Image-grounded pointing data:

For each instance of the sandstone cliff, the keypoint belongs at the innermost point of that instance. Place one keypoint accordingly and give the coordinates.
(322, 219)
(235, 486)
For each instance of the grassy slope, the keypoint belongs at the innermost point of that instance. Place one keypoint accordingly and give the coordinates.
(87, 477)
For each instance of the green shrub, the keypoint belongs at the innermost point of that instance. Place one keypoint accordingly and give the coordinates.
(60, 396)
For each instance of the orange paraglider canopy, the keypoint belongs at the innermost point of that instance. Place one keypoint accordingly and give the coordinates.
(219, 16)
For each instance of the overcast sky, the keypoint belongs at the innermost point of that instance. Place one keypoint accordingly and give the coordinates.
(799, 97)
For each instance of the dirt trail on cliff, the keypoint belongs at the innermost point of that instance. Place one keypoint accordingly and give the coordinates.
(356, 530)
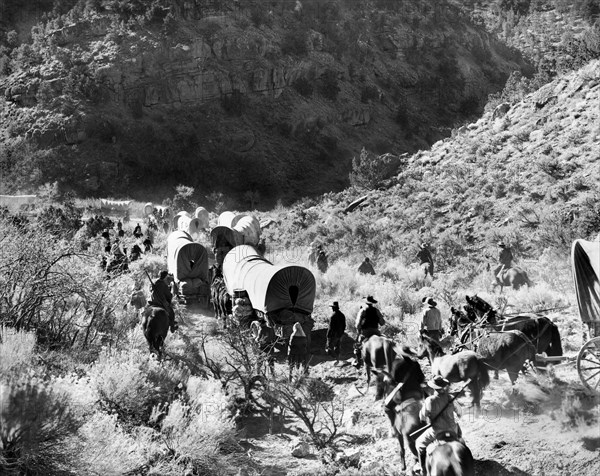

-- TASK TO CARRY OUT --
A faithful copy of the entries above is needed, one that contains no images.

-- EXERCISE OUTPUT --
For each instance of the sandstone cliff, the keypoint belongs at the innermost point of that instance. Place one keypoint accordingly and give the coordinates.
(322, 219)
(235, 486)
For each instance of the grassy slope, the keypoint belongs at the innermost point of that instance. Place one keypoint accordingly and give the coordinates.
(87, 477)
For each instance of the green shrub, the keypoint belongs at the innermost point of that instance. Place one keypoint accordingly and give the coordinates.
(60, 396)
For each instance of the orange paraglider canopy, the keypoint belongs at the innermost point of that instance. Place one keypoint accordingly and give the coordinates.
(219, 16)
For each instance of the overcast sky, the keypoint belongs at the innermost point of that instance. Place one keypoint accordingly and give the coordinates.
(799, 97)
For each instance of the dirt trail on cliff, the keypoint belongs at the innermost point of that instance. Place one keypoint accordingly and give the coordinates.
(356, 530)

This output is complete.